--- AIM OF THE EXERCISE ---
Please render the data below as a numbered list with blank lines left out, starting at the line that contains "Would you be able to mark the led" and ending at the last line of the data, both included.

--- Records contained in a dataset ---
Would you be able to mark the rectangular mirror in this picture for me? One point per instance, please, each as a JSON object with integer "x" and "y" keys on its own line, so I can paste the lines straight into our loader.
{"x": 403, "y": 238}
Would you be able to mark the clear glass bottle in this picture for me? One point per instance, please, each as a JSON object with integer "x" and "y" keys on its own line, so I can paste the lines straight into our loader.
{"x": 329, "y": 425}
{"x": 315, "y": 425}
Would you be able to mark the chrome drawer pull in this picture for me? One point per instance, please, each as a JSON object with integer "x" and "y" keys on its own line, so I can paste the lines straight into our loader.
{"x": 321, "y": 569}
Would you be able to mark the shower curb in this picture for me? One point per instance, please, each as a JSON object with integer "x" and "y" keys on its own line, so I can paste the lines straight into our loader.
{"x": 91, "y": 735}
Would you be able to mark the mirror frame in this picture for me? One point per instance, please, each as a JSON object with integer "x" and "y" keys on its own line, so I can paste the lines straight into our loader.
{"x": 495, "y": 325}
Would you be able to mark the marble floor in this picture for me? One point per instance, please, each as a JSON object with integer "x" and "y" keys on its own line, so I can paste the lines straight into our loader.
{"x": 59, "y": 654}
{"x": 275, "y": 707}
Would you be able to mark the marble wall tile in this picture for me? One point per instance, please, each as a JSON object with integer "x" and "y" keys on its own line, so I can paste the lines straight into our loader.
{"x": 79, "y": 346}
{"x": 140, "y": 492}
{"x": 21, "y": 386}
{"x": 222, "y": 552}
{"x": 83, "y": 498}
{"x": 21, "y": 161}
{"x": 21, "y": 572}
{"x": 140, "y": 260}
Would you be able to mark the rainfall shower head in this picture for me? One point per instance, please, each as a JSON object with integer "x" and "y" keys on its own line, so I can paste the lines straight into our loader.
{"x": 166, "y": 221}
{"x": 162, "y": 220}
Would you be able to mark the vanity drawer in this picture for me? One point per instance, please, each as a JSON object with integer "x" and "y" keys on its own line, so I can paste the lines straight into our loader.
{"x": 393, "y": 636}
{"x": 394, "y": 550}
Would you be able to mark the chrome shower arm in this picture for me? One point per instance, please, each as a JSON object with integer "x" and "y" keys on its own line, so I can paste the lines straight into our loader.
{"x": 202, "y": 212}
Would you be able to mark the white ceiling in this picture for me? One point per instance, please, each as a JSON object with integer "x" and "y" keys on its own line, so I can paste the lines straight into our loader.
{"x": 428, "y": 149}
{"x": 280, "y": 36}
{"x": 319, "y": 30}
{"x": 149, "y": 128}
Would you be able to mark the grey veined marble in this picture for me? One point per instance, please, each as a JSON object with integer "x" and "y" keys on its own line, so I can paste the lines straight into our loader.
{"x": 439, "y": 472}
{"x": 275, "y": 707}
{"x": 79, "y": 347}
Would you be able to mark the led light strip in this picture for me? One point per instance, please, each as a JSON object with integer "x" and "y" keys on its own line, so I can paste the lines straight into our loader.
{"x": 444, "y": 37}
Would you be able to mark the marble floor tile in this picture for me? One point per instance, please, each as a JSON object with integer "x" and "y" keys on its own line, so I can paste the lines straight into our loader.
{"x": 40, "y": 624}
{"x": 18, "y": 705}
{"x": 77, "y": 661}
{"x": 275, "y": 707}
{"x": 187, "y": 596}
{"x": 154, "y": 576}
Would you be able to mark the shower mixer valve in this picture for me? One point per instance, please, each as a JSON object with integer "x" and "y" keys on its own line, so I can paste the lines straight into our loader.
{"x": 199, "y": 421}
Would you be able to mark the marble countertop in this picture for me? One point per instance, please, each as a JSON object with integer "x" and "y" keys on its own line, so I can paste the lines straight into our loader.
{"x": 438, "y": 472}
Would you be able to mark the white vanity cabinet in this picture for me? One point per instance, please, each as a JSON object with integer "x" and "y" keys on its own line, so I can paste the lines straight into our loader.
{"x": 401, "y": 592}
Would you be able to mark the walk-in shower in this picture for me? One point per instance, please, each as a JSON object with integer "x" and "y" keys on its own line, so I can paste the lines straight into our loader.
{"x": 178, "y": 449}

--- THE SOLUTION ---
1. Would you be able to mark the led light strip in this picture for me? One point per instance, please, each as a JSON object with integer "x" and "y" keys on its own line, so I can paste the lines straight into our loader.
2. {"x": 444, "y": 37}
3. Would you be able to mark the marble floor tile in this picture for me? One point per instance, please, each as a JSON object with integer "x" and "y" keys on its own line, so I can paste the lines straight into our loader.
4. {"x": 40, "y": 624}
5. {"x": 18, "y": 705}
6. {"x": 77, "y": 661}
7. {"x": 275, "y": 707}
8. {"x": 187, "y": 596}
9. {"x": 154, "y": 576}
10. Would you be able to mark the shower mixer valve in this picture for me? One point per instance, please, each as a JSON object with integer "x" and "y" keys on its own line, so I can paste the lines straight into our loader.
11. {"x": 199, "y": 421}
12. Would you be able to mark the marble countertop in this picture for me? One point per instance, please, each as a JSON object with integer "x" and "y" keys on its own line, so I can paste the lines straight into our loader.
13. {"x": 438, "y": 472}
14. Would you be able to mark the white vanity cabinet in this picture for me? One point per instance, please, each as a JSON object with integer "x" and "y" keys on its own line, so I can paste the lines straight into our loader.
15. {"x": 401, "y": 592}
16. Would you be able to mark the walk-in shower in this picture for me? One point per instance, please, each as a JSON object with integer "x" and "y" keys on its own line, so I can paste the lines straight into our loader.
17. {"x": 178, "y": 449}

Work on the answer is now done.